Dataset rows on where objects appear:
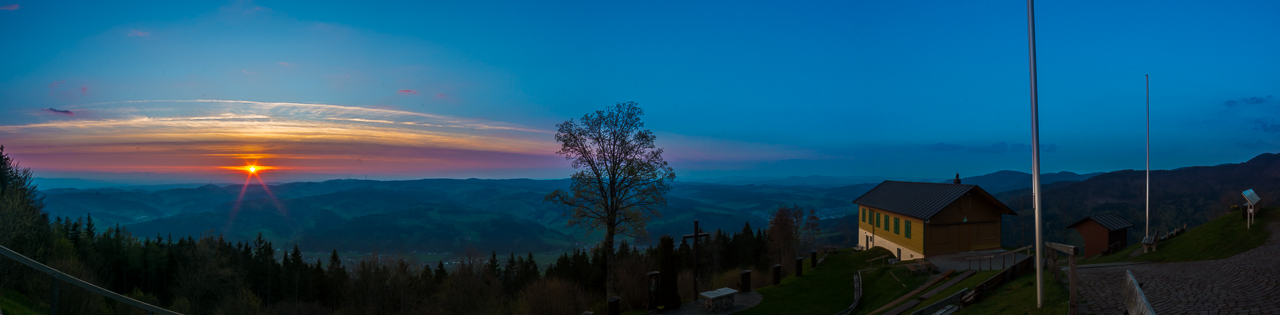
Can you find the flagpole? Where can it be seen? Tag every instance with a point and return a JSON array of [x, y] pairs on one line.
[[1036, 192]]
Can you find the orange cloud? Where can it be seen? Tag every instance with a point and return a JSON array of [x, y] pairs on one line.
[[169, 137]]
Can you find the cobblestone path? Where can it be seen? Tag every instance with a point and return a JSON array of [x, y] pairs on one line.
[[1246, 283]]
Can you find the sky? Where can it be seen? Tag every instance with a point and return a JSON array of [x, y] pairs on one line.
[[176, 91]]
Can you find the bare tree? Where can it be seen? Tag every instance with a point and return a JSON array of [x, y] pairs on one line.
[[622, 177]]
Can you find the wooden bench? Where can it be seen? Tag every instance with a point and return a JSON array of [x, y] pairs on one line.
[[914, 269], [872, 261], [718, 300], [927, 265], [1148, 243]]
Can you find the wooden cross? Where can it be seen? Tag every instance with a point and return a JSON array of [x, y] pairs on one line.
[[698, 233]]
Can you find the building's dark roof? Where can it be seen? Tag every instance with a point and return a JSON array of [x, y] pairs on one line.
[[920, 200], [1109, 220]]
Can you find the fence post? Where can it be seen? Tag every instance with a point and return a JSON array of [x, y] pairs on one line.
[[777, 274], [1074, 307], [53, 307], [616, 305]]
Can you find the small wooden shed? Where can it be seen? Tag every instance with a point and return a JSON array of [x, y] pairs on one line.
[[1102, 233]]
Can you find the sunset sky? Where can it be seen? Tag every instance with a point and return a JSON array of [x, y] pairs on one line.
[[176, 91]]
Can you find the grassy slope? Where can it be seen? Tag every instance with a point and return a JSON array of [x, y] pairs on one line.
[[1219, 238], [967, 283], [1019, 297], [14, 304], [828, 288]]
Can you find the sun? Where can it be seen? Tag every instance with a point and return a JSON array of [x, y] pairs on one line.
[[250, 169]]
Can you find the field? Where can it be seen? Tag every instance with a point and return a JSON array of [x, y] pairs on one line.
[[1219, 238], [830, 288]]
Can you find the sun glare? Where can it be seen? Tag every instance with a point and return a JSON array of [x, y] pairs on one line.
[[250, 169]]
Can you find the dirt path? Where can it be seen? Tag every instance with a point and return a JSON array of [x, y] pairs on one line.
[[1246, 283], [741, 302]]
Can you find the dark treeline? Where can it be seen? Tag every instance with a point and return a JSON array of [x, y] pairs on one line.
[[213, 275]]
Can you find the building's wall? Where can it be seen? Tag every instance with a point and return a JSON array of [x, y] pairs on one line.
[[877, 240], [1119, 236], [1096, 237], [970, 223], [967, 209], [890, 237]]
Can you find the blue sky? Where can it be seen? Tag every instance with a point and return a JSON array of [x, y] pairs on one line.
[[474, 88]]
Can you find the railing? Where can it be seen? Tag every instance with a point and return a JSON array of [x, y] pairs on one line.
[[60, 275], [1019, 268], [858, 293], [935, 307], [1134, 301]]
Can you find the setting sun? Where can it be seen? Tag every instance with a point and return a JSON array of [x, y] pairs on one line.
[[250, 169]]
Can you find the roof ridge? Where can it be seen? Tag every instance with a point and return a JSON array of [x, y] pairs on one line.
[[926, 182]]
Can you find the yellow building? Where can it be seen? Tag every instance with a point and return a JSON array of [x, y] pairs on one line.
[[926, 219]]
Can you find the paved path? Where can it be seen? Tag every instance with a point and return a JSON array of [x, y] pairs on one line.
[[741, 302], [1246, 283]]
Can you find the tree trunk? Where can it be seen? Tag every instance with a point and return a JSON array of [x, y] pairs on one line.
[[608, 260]]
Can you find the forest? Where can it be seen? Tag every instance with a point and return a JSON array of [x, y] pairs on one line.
[[209, 274]]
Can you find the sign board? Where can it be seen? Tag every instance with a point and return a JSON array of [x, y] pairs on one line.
[[1253, 197]]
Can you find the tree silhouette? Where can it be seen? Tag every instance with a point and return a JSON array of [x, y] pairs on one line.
[[622, 177]]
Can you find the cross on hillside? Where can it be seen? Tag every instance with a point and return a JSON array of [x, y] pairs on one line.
[[698, 233]]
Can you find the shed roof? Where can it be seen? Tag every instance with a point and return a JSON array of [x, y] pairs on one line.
[[1109, 220], [920, 200]]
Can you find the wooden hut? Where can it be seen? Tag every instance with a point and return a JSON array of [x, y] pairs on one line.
[[1104, 233]]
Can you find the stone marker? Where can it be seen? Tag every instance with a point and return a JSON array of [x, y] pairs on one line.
[[654, 277], [616, 305], [777, 274]]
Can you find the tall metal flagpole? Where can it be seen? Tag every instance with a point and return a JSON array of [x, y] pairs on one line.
[[1040, 264]]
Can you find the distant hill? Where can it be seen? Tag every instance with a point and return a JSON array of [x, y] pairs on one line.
[[421, 215], [497, 214], [1180, 196], [1011, 179]]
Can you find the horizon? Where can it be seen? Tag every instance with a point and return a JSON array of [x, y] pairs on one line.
[[179, 92], [82, 183]]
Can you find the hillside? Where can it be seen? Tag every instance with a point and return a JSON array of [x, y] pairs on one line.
[[1188, 196], [1006, 181]]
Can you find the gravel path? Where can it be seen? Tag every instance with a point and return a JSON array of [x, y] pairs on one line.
[[1246, 283], [741, 302]]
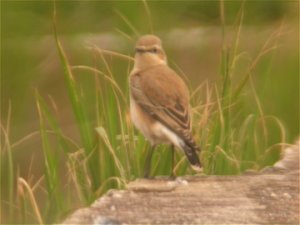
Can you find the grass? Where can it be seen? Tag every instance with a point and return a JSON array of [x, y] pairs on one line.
[[110, 153]]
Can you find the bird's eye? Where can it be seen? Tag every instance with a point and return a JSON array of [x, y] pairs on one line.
[[153, 50]]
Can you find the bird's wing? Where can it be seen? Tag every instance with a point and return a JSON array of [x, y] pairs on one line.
[[162, 94]]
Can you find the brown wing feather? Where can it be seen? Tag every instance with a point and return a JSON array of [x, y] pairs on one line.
[[163, 95]]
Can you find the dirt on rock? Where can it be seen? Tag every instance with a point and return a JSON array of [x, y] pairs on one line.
[[268, 197]]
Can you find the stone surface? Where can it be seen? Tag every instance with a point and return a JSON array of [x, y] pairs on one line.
[[268, 197]]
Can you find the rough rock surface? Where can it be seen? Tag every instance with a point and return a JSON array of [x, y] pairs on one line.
[[268, 197]]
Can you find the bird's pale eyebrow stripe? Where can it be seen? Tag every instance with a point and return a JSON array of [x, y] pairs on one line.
[[143, 50]]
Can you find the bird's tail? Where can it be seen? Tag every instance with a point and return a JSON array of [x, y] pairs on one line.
[[190, 150]]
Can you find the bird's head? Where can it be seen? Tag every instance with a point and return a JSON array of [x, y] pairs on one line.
[[149, 52]]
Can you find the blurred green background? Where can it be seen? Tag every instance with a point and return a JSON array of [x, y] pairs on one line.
[[192, 37]]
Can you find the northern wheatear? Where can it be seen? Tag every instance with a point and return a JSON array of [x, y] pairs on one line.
[[159, 101]]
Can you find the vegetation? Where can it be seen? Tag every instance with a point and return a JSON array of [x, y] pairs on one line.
[[104, 151]]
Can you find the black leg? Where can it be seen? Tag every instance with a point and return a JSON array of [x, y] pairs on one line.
[[173, 162], [147, 168]]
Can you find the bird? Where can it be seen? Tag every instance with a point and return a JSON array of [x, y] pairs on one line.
[[159, 103]]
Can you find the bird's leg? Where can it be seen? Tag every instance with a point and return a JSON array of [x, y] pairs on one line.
[[173, 161], [147, 168]]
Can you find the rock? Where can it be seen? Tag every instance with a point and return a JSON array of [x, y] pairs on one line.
[[270, 196]]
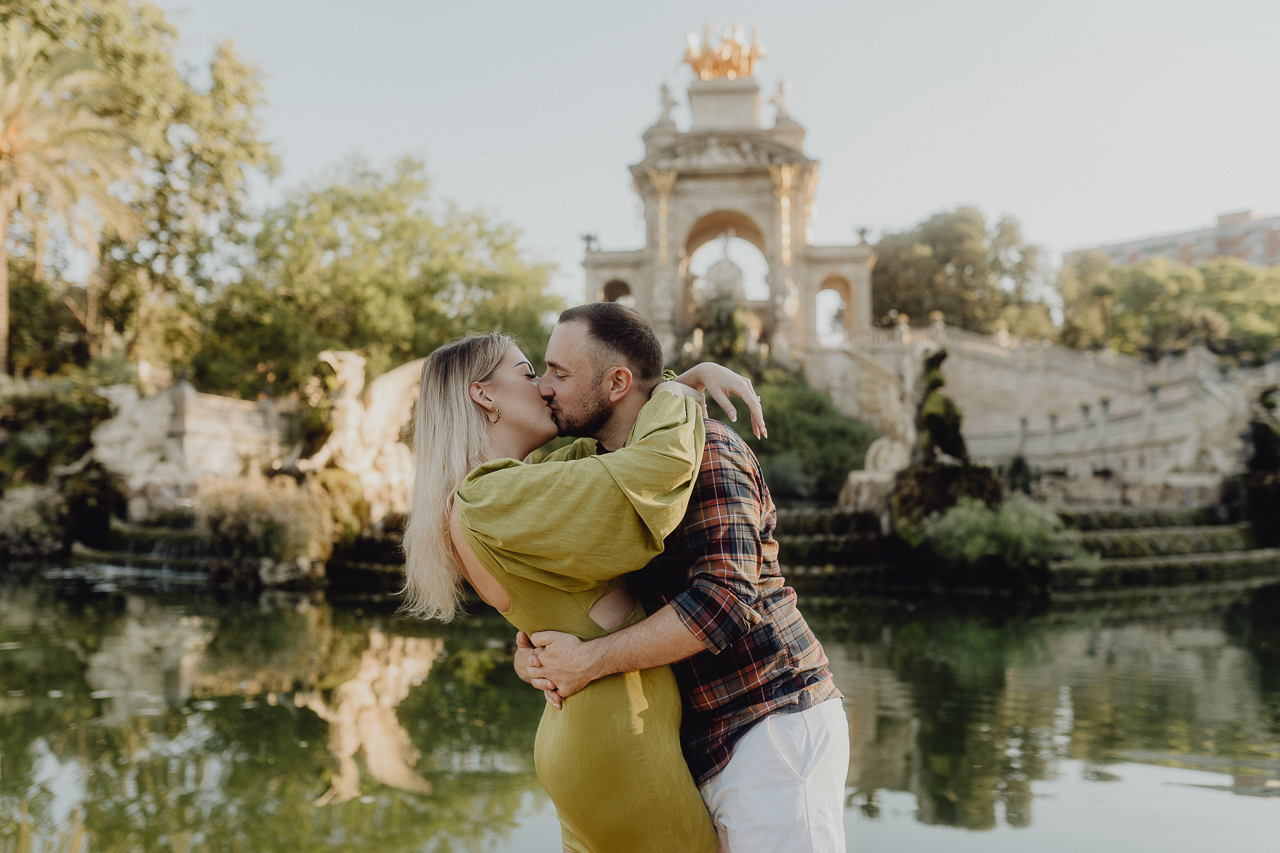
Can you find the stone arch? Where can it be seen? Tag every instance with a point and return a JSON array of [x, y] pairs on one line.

# [JOB]
Can you reproduce, word for word, everything from the start of the records down through the line containing "[[1036, 192]]", with the pictures left out?

# [ANSWER TO THIS TASK]
Can you find the flagpole? Where can it be seen? Tag every instance with a point and return a JSON array of [x, y] pairs on one line.
[[1036, 192]]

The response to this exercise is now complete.